空きストレージ活用型の仮想通貨「Siacoin」の技術者が、マイニング用ASICマシンを開発・製造した経験から得られた仮想通貨マイニングの現状に関する知見をブログで報告しています。そこには、仮想通貨マイニングの世界を支配する中国のマイニングASIC製造兼マイナーとしてのBitmainの強大さが記されています。

The State of Cryptocurrency Mining – Sia Blog
https://blog.sia.tech/the-state-of-cryptocurrency-mining-538004a37f9b

Siaの開発をリードする技術者のデビッド・ボリック氏が、仮想通貨マイニングASICの製造企業Obeliskを立ち上げたことで得た、仮想通貨マイニングの現状に関する洞察をブログで公開しています。多くの仮想通貨開発者にとって仮想通貨マイニング業界の動きは分かりにくいと感じるものだそうで、理解する最良の方法は実際にASICを開発してマイナーに提供することだろうとボリック氏は考えて、仮想通貨Siacoinの開発に並行して、ASIC開発事業をスタートさせたそうです。その経験から、仮想通貨マイニングで理解しておくべきことを、いくつかのキーワードでまとめています。


◆ASIC耐性
効率的に仮想通貨をマイニングするためにはマイニングに特化した演算を行うASICが不可欠になっています。しかし、大規模なASICシステムだけを持つ一部のマイナーがマイニング収益を独占することはマイナーによる中央集権化を招いてしまい、仮想通貨の特長の一つである中央集権組織から解放された分散システムという理念を損ねてしまいます。そこで、仮想通貨開発者は、ASICによる効率的かつ独占的なマイニングを防ごうと仮想通貨システムにASICでマイニングしづらい仕組みを導入して「ASIC耐性」を持たせることがあります。例えば、仮想通貨Ethereum(イーサリアム)はASIC耐性があることから、ASICツールではなくグラフィックボードを使ったマイニングが一般的になっています。

しかし、ASIC耐性を過度に期待すべきではないとボリック氏は述べています。CPUやGPUなどの汎用ハードウェアよりも優れた用途特化型のカスタムハードウェアは、必ずアルゴリズムによる制約を打ち破るものだとのこと。ASIC耐性を持つことで知られるマイニングアルゴリズム「Equihash」用のASICをBitmainがリリースしたことをボリック氏は驚かなかったそうです。むしろ、Bitmainが発表したASICはSiaの想定より5倍から10倍もパフォーマンスが劣っているので、今後数カ月のうちにより強力なEquihash用ASICが登場するかもしれないとボリック氏は述べています。

__表示データ__:
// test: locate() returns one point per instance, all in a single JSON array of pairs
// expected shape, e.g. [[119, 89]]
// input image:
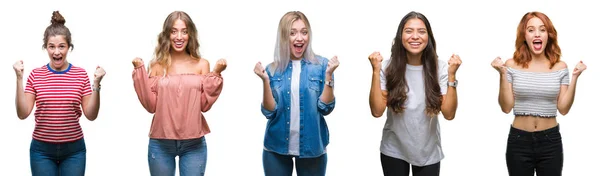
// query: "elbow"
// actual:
[[376, 114], [563, 112]]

__作業内容__: 仮想通貨マイニングについての抜粋から、次の一文を英語に訳してください：「効率的に仮想通貨をマイニングするためにはマイニングに特化した演算を行うASICが不可欠になっています。」

__作業結果__: ASICs that perform computations specialized for mining have become indispensable for mining cryptocurrency efficiently.